> [Given information]:
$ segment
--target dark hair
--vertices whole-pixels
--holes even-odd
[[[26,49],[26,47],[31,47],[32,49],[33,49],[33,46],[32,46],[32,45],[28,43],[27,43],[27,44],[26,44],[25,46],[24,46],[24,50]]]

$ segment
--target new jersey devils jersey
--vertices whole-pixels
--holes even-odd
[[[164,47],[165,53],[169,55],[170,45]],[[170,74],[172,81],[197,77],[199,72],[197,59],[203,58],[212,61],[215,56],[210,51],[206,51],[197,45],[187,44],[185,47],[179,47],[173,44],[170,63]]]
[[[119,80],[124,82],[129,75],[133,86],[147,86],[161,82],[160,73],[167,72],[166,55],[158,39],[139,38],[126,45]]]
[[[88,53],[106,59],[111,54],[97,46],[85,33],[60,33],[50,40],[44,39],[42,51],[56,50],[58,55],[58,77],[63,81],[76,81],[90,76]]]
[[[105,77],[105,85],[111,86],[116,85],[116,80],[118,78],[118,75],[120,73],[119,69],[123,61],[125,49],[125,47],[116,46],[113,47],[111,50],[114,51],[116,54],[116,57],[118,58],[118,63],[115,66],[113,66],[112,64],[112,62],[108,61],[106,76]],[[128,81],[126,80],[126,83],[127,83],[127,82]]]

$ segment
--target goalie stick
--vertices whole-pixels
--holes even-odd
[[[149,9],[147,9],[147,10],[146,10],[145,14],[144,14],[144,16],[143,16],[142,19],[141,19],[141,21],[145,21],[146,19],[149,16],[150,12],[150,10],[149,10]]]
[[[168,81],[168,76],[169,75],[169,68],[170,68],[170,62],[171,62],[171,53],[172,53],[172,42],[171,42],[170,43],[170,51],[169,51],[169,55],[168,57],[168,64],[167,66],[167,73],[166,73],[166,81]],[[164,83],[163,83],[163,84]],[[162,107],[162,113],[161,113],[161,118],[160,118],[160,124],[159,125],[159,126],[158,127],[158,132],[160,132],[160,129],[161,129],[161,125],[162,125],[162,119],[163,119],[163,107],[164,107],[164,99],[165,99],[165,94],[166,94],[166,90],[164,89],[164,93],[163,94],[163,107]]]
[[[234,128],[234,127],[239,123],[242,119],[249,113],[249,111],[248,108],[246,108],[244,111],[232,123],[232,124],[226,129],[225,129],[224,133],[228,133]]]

> [Task to carry out]: Please pull out every line of the items above that contains the string "target", matching case exactly.

> [Correct response]:
--target dark hair
--target new jersey devils jersey
--target goalie stick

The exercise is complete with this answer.